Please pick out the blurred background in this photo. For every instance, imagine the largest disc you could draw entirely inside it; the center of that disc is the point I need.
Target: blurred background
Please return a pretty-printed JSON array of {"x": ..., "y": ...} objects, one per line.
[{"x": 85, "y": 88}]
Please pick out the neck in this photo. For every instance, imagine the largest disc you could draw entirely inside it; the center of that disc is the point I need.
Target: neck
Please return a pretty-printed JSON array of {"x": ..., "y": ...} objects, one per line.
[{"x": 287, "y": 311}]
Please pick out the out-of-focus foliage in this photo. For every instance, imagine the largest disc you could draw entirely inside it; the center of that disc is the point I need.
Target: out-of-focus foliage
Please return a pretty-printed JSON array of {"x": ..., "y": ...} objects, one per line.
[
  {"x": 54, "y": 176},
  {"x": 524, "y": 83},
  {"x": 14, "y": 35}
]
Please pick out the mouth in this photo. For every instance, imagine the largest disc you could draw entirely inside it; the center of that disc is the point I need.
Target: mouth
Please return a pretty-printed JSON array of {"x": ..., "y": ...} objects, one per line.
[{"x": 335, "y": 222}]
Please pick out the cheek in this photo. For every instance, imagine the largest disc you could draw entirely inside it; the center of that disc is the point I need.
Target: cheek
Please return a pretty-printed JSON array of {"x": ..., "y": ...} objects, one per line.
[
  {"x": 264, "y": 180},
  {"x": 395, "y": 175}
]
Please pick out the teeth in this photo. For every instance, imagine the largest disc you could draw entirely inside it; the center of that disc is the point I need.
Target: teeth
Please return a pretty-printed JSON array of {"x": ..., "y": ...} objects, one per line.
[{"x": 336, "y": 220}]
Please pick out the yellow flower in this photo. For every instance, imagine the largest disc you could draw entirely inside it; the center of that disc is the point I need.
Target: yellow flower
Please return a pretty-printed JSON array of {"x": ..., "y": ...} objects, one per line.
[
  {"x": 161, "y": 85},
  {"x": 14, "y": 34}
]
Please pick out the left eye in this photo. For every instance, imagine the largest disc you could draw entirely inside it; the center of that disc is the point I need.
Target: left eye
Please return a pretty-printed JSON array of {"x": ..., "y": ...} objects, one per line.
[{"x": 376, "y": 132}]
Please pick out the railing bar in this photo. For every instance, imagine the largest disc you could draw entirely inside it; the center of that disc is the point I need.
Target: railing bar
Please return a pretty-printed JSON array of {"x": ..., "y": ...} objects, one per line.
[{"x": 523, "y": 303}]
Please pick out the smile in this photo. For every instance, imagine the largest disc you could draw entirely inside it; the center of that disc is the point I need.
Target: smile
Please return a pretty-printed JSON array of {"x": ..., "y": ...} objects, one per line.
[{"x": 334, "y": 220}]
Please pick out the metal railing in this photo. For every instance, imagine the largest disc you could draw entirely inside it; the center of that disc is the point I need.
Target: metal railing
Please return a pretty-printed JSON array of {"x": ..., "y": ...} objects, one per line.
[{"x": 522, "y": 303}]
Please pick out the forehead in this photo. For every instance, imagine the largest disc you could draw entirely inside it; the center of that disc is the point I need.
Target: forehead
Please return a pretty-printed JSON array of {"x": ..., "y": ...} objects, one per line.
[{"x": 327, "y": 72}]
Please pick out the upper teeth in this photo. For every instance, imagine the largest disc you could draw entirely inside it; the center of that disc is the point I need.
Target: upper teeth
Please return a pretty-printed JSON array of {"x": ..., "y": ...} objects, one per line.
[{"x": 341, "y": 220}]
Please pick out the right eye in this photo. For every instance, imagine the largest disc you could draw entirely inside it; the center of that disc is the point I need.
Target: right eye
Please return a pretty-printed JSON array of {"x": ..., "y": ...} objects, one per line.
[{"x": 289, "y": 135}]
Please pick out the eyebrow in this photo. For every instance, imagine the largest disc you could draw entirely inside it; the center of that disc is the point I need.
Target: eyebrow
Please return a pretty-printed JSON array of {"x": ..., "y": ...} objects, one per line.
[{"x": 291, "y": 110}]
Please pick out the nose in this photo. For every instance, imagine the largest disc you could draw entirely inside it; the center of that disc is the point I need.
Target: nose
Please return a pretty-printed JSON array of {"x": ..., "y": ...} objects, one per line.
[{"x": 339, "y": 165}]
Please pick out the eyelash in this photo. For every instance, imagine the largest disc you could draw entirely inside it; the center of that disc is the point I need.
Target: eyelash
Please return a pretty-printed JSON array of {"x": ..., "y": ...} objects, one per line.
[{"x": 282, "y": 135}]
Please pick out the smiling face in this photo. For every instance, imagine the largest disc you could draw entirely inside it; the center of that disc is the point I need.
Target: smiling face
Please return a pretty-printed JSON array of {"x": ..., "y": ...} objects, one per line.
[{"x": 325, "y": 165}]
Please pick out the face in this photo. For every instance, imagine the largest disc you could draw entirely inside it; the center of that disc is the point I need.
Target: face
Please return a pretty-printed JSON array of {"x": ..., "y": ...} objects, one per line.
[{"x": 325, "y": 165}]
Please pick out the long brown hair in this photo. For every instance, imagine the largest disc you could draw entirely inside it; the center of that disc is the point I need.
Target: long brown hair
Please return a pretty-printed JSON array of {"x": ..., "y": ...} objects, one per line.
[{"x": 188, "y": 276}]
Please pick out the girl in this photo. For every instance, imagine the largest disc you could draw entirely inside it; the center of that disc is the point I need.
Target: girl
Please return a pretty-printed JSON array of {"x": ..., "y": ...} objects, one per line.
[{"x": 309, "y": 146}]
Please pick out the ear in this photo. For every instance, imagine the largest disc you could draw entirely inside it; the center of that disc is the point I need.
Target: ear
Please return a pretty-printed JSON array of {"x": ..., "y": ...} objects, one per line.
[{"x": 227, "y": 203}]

◇ ◇ ◇ ◇ ◇

* [DESCRIPCIÓN DE LA TAREA]: Da formato de lista JSON de cadenas a todo el material anterior, con una cadena por cada línea y sin incluir las líneas en blanco.

* [SOLUCIÓN DEL PROBLEMA]:
[
  "Please pick out the blurred background in this photo. For every instance, imagine the largest disc you could draw entirely inside it; the center of that disc is the point I need.",
  "Target: blurred background",
  "Please return a pretty-printed JSON array of {\"x\": ..., \"y\": ...} objects, one per line.",
  "[{\"x\": 85, \"y\": 88}]",
  "Please pick out the neck in this photo. For every instance, imagine the largest disc you could draw entirely inside it; the center of that disc is the point I need.",
  "Target: neck",
  "Please return a pretty-printed JSON array of {\"x\": ..., \"y\": ...} objects, one per line.",
  "[{\"x\": 287, \"y\": 311}]",
  "Please pick out the out-of-focus foliage in this photo. For every instance, imagine the largest disc you could draw entirely inside it; the center of that disc is the point I need.",
  "Target: out-of-focus foliage",
  "Please return a pretty-printed JSON array of {\"x\": ..., \"y\": ...} objects, one per line.",
  "[",
  "  {\"x\": 54, \"y\": 176},",
  "  {\"x\": 524, \"y\": 83},",
  "  {\"x\": 14, \"y\": 35}",
  "]",
  "Please pick out the mouth in this photo. For every instance, imagine the largest disc you could draw entirely inside it; the center of that disc is the point I need.",
  "Target: mouth",
  "Please return a pretty-printed JSON array of {\"x\": ..., \"y\": ...} objects, one per line.",
  "[{\"x\": 335, \"y\": 222}]",
  "Please pick out the cheek in this photo. For every instance, imagine the largest disc you could draw entirely inside it; the center of that disc is the point I need.",
  "Target: cheek",
  "Please return a pretty-printed JSON array of {\"x\": ..., \"y\": ...} objects, one per line.",
  "[",
  "  {\"x\": 264, \"y\": 180},",
  "  {\"x\": 395, \"y\": 175}",
  "]",
  "Please pick out the teeth in this photo. For every instance, imagine the largest disc you could draw entirely inside it; the center of that disc is the point I need.",
  "Target: teeth",
  "Please return a pretty-printed JSON array of {\"x\": ..., \"y\": ...} objects, one per line.",
  "[{\"x\": 336, \"y\": 220}]",
  "Please pick out the yellow flower in this photo. For every instance, imagine the largest disc you could draw entirely inside it; the center of that disc is the point I need.",
  "Target: yellow flower",
  "Please return a pretty-printed JSON array of {\"x\": ..., \"y\": ...} objects, one per line.",
  "[",
  "  {\"x\": 161, \"y\": 85},",
  "  {\"x\": 14, \"y\": 34}",
  "]",
  "Please pick out the left eye in this photo. For every instance, imagine the largest disc you could draw entirely inside it; the center of that disc is the point I need.",
  "Target: left eye",
  "Please return a pretty-printed JSON array of {\"x\": ..., \"y\": ...} objects, one per line.",
  "[{\"x\": 376, \"y\": 132}]",
  "Please pick out the railing bar in this photo. For every instance, imagine the largest disc you could draw entirely inside it; the center of that disc is the point I need.",
  "Target: railing bar",
  "Please return a pretty-printed JSON array of {\"x\": ..., \"y\": ...} objects, one per line.",
  "[{\"x\": 523, \"y\": 303}]",
  "Please pick out the smile in this photo. For every instance, imagine the largest disc you could draw entirely inside it; the center of that disc is the point I need.",
  "Target: smile",
  "Please return a pretty-printed JSON array of {\"x\": ..., \"y\": ...} objects, one per line.",
  "[{\"x\": 334, \"y\": 220}]",
  "Please pick out the metal railing in this photo. For every instance, imagine the largest disc you could draw entirely inside it; the center of that disc is the point I need.",
  "Target: metal railing",
  "Please return a pretty-printed JSON array of {\"x\": ..., \"y\": ...} objects, one per line.",
  "[{\"x\": 522, \"y\": 303}]",
  "Please pick out the forehead in this photo. For every instance, imagine the largest disc you could draw entirely inside it; the center of that disc is the point I need.",
  "Target: forehead",
  "Please return a pretty-printed JSON array of {\"x\": ..., \"y\": ...} objects, one per line.",
  "[{\"x\": 327, \"y\": 72}]",
  "Please pick out the upper teeth in this photo. For every instance, imagine the largest disc you could draw entirely inside it; the center of that disc is the point I need.",
  "Target: upper teeth",
  "Please return a pretty-printed JSON array of {\"x\": ..., \"y\": ...} objects, one per line.",
  "[{\"x\": 341, \"y\": 220}]",
  "Please pick out the right eye in this photo. For every instance, imagine the largest disc you could draw entirely inside it; the center of that disc is the point I need.",
  "Target: right eye",
  "Please return a pretty-printed JSON array of {\"x\": ..., \"y\": ...} objects, one per line.",
  "[{\"x\": 289, \"y\": 135}]",
  "Please pick out the eyebrow in this photo. For every instance, imagine the largest disc you could draw entirely inside it; the center of that disc is the point I need.",
  "Target: eyebrow",
  "Please return a pretty-printed JSON array of {\"x\": ..., \"y\": ...} objects, one per line.",
  "[{\"x\": 291, \"y\": 110}]",
  "Please pick out the nose in this photo. For every instance, imagine the largest disc you could draw entirely inside it; the center of that disc is the point I need.",
  "Target: nose",
  "Please return a pretty-printed JSON array of {\"x\": ..., \"y\": ...} objects, one per line.",
  "[{\"x\": 339, \"y\": 165}]",
  "Please pick out the eyelash in this photo. For every instance, imagine the largest disc you could draw entirely inside it; the center of that disc is the point I need.",
  "Target: eyelash",
  "Please return a pretty-printed JSON array of {\"x\": ..., \"y\": ...} objects, one per line.",
  "[{\"x\": 282, \"y\": 135}]",
  "Please pick out the smiling face in this photo. For every instance, imagine the largest disc you could draw entirely inside it; the center of that disc is the point I need.",
  "Target: smiling face",
  "Please return a pretty-printed JSON array of {\"x\": ..., \"y\": ...} objects, one per line.",
  "[{\"x\": 325, \"y\": 165}]",
  "Please pick out the face in this photo. For every instance, imagine the largest disc you could draw entirely inside it; the center of that disc is the point I need.",
  "Target: face",
  "Please return a pretty-printed JSON array of {\"x\": ..., \"y\": ...} objects, one per line.",
  "[{\"x\": 325, \"y\": 165}]",
  "Please pick out the long brown hair in this photo. For every instance, imagine the largest disc you could draw entirely inside it; the center of that disc is the point I need.",
  "Target: long brown hair",
  "Please return a pretty-printed JSON array of {\"x\": ..., \"y\": ...} objects, one per line.",
  "[{\"x\": 188, \"y\": 276}]",
  "Please pick out the girl in this photo. For every instance, imagine the largest disc you could draw entirely inside it; the center of that disc is the point I need.",
  "Target: girl",
  "Please return a pretty-printed JSON array of {\"x\": ..., \"y\": ...} objects, one per line.",
  "[{\"x\": 309, \"y\": 146}]",
  "Please pick out the ear in this photo. For every instance, imagine the largest disc you could draw entirely inside it; the center of that disc is the point I need.",
  "Target: ear",
  "Please return a pretty-printed JSON array of {\"x\": ..., \"y\": ...} objects, one per line.",
  "[{\"x\": 227, \"y\": 203}]"
]